Objective: Copy exactly the lines from the one containing "point: the plastic chair, center" through the last line of the records, both included, and nothing more.

Given records:
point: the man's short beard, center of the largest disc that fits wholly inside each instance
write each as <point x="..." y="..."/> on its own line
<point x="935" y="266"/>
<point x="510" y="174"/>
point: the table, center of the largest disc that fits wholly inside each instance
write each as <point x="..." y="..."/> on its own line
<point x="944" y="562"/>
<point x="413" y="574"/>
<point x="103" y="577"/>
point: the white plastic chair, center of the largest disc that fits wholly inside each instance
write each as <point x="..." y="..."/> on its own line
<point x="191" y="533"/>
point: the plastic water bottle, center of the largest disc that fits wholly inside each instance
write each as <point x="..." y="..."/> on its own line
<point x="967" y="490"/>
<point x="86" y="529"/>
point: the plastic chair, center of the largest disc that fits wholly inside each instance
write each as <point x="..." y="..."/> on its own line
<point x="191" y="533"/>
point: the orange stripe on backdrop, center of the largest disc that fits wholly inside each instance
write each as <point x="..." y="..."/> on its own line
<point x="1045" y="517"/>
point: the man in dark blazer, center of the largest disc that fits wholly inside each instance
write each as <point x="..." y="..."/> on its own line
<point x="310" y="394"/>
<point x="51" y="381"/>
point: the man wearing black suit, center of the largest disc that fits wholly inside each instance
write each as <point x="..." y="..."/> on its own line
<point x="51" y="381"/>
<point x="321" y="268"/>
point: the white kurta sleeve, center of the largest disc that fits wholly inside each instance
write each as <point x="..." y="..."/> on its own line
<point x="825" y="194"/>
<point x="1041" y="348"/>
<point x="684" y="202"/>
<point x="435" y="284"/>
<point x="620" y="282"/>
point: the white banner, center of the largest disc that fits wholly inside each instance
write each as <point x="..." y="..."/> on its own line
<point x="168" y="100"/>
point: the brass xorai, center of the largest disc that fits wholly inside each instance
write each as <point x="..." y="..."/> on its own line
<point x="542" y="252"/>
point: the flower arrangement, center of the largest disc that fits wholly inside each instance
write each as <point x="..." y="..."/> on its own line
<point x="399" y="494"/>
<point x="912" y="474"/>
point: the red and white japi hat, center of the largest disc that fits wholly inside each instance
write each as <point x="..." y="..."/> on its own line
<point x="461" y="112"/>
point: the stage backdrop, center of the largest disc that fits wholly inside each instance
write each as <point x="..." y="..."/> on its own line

Solution:
point: the plastic chair, center of the largest disc that fits wholly inside each instance
write each as <point x="..." y="..."/> on its own line
<point x="191" y="533"/>
point: the orange stripe on backdrop, center of the largest disc that fits wholly inside each instance
write each as <point x="..." y="..."/> on its own line
<point x="1045" y="517"/>
point: the man in dark blazer, center of the largest disc that fits wholly inside each instance
write each as <point x="..." y="..."/> on its own line
<point x="310" y="394"/>
<point x="51" y="381"/>
point: the man wearing black suit, center of the largest disc that fits wholly inside each instance
write each as <point x="..." y="..."/> on its own line
<point x="51" y="381"/>
<point x="321" y="268"/>
point: the white kurta sleeve, center of the largest disc that fits wholly inside each instance
write each as <point x="..." y="..."/> on its own line
<point x="825" y="194"/>
<point x="1041" y="348"/>
<point x="684" y="202"/>
<point x="435" y="284"/>
<point x="620" y="282"/>
point: the white banner, center of the largest disc that fits wholly inside each instance
write each as <point x="..." y="..."/> on its own line
<point x="168" y="100"/>
point: the brass xorai, center of the largest disc that fits wholly inside each instance
write each as <point x="..." y="..."/> on its own line
<point x="542" y="252"/>
point: the flower arrangement, center of the largest disc that fits wholly inside each instance
write each as <point x="..." y="..."/> on its own line
<point x="399" y="494"/>
<point x="912" y="474"/>
point: the red and white japi hat, center of the largest disc that fits wholly inside each instance
write each as <point x="..." y="..."/> on its own line
<point x="461" y="112"/>
point: the stage backdrop, center of the largest disc that fits wholly inside each instance
write each as <point x="..." y="..."/> on its own line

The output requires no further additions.